SOURCE TEXT
╭──

Abstract WMP48: The Impact of Brain Health and Long Range Cortical Disconnection on Stroke Recovery

Abstract

White matter hyperintensities (WMH) are linked to poor brain health, cardiovascular risk factors, cognitive decline, and stroke. The cumulative effect of microangiopathic changes and perivascular lipohyalinosis is commonly associated with white matter changes in the brain. However, the pathomechanism linking small vessel disease, white matter network disruption, cognitive decline, and stroke recovery is not well understood. We hypothesized that WMH are associated with loss of long range cortical connections, and subsequent disorganization of the optimal topological structure of white matter networks leading to poor post-stroke aphasia recovery. Using post-processing methods of diffusion tensor imaging optimized for lesioned brains, we reconstructed the individual structural whole-brain connectome from 49 right handed participants with a single left hemisphere ischemic stroke (age 59.9±12.5). All participants underwent language assessment using the Western Aphasia Battery (mean 58.9±22.76). WMHs were determined in the right hemisphere aphasia using the Fazekas scale. We assessed the density of each subject’s right hemisphere connectome, and then calculated the Euclidean distance between each pair of node centroids in each connectome. All fibers with lengths above the 3 rd quartile (75% and above) were designated long range. We further quantified the white matter topological network organization using Newman’s modularity algorithm. We found that participants with high a Fazekas score (especially PWMH) had lower connectome density (r = -0.41, p = 0.003), and more severe aphasia (r = -0.42, p = 0.002). Participants with lower right hemisphere density also had more severe aphasia (r = 0.5, p < 10 -3 ). Furthermore, loss of long range cortical connections was associated with the fragmentation of the right hemisphere network topology quantified by the optimal modularity score (r = 0.76, p < 10 -9 ). Loss of long range fiber connections related to higher WMH, and was associated with deviations from the optimal topological architecture that signifies a healthy brain. We postulate a mechanism by which brain health is lost – via loss of energy demanding long range fibers resulting in the disorganization of residual brain networks.

╰──

EXERCISE OBJECTIVE
In the stroke recovery abstract, which scale was used to determine white matter hyperintensities?

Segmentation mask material
╭──

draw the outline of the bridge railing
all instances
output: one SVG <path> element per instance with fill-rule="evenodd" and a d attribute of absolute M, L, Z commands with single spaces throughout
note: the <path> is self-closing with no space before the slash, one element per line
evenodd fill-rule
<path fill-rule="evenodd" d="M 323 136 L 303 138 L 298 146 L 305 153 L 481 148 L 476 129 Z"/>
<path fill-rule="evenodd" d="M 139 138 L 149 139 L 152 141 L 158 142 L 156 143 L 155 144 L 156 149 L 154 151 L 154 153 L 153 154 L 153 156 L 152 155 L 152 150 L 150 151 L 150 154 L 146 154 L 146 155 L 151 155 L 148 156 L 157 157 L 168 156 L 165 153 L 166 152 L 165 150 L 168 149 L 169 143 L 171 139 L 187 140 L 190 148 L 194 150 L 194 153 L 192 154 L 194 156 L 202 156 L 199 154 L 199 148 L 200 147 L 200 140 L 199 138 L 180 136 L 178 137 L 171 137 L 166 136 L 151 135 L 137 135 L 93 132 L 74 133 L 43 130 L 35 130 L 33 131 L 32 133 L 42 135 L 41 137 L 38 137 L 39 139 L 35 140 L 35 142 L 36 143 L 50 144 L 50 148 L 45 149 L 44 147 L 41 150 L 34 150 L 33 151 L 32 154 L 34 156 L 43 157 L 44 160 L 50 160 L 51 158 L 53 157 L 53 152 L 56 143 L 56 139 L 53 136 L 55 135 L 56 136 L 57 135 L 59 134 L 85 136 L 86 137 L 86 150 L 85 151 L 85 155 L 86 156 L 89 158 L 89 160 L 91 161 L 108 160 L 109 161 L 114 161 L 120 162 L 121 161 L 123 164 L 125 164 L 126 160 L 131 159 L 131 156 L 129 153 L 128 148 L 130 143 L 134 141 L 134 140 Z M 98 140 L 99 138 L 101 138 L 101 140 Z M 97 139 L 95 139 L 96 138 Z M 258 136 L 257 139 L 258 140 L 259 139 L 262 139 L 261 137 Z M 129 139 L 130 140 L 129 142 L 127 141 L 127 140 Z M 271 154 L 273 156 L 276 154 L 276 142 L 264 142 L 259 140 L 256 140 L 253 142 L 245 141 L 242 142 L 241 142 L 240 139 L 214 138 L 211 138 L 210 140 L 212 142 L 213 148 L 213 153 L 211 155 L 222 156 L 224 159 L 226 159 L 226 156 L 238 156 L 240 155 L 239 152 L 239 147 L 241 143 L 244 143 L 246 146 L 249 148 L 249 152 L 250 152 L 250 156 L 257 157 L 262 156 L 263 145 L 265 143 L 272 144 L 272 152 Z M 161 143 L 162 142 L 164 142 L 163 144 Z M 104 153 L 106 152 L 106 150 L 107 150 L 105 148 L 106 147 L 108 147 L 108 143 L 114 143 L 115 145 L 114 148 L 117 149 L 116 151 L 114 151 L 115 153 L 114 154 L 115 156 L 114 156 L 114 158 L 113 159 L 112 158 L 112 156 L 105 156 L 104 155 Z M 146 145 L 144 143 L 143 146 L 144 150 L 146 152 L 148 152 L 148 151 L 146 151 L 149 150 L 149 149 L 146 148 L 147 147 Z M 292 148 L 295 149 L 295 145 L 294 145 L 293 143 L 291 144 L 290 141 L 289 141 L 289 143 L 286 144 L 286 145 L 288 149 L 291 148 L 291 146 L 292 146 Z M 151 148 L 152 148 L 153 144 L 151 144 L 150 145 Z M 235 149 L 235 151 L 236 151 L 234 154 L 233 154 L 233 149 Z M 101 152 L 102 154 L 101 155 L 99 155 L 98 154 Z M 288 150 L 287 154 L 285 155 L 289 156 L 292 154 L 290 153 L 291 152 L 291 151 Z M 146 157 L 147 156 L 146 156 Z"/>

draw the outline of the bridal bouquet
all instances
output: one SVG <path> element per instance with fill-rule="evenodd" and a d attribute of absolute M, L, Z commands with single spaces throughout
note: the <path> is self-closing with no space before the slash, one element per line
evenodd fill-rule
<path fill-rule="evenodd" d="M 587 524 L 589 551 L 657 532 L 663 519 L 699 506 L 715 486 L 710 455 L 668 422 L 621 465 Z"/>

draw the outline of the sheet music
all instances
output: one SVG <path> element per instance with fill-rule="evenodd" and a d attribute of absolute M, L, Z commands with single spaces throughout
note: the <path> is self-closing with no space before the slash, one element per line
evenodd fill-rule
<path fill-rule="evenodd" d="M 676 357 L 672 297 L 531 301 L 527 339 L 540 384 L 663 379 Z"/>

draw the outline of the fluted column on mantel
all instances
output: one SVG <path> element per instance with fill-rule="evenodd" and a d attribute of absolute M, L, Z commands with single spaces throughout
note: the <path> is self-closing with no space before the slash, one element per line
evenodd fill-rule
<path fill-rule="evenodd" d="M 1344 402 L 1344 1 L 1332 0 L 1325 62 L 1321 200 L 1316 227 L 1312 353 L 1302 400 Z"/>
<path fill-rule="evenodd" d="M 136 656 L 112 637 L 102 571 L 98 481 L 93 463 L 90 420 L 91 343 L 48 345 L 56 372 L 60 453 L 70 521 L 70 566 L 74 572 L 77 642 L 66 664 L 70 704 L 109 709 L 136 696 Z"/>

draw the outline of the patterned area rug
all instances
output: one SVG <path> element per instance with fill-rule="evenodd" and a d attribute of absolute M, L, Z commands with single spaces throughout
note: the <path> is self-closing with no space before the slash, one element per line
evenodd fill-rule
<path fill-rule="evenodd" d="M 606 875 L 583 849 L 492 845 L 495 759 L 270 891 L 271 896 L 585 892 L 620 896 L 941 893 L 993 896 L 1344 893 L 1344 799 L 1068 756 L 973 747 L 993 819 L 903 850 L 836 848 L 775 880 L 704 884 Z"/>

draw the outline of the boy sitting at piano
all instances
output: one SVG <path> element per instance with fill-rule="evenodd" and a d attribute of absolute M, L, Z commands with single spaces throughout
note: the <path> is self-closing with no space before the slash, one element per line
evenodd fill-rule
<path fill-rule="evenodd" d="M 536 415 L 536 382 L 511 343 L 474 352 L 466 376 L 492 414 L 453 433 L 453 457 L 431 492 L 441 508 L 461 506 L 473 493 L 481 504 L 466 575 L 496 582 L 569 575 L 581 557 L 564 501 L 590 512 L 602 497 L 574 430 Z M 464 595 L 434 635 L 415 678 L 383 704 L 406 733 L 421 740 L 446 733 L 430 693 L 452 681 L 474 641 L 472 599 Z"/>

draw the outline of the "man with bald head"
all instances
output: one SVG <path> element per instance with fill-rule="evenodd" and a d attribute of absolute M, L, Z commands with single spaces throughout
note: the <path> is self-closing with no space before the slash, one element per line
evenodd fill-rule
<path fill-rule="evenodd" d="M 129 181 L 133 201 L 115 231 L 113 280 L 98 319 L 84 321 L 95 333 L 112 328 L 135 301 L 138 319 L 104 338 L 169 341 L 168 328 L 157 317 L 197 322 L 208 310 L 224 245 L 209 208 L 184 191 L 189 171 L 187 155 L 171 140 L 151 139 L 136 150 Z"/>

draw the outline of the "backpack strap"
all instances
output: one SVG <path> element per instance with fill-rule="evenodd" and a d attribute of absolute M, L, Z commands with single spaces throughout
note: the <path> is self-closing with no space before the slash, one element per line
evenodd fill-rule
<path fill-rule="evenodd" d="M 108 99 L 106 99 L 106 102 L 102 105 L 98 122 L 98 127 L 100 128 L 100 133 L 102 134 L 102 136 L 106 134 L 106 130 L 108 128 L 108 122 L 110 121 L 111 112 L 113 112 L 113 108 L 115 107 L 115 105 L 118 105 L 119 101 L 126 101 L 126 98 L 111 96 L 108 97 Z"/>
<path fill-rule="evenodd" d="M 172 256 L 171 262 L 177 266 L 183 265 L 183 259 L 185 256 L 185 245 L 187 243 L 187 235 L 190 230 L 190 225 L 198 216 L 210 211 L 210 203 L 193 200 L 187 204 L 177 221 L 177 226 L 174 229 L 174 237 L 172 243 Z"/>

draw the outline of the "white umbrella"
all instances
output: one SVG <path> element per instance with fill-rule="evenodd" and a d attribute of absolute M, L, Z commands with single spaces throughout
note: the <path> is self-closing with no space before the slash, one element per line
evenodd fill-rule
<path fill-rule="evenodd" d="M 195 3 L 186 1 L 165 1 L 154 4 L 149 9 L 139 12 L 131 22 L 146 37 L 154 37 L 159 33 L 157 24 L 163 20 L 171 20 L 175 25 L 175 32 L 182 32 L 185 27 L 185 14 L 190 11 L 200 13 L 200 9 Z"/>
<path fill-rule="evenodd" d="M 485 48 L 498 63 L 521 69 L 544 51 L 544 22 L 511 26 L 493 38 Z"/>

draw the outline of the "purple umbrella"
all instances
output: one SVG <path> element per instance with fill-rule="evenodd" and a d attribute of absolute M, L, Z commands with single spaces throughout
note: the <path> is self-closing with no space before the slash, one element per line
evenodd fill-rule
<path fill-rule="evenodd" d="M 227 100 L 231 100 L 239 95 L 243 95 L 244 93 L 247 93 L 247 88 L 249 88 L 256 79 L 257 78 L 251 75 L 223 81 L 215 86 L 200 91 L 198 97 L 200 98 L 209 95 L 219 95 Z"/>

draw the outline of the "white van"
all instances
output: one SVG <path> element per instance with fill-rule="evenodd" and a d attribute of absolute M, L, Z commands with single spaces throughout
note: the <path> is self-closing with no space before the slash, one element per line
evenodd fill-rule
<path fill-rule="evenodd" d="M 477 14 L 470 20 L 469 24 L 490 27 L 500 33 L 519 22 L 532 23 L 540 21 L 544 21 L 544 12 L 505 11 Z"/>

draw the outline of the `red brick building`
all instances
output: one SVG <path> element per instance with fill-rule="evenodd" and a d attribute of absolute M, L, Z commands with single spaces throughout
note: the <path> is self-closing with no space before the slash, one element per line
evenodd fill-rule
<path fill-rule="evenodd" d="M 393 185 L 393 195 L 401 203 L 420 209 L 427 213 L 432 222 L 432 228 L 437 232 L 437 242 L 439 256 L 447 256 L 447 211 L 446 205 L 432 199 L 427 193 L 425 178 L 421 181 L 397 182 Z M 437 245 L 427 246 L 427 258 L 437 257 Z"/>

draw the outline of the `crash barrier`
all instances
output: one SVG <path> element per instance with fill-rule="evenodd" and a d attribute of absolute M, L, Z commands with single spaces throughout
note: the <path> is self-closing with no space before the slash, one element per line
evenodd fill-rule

╰──

TASK RESPONSE
The Fazekas scale.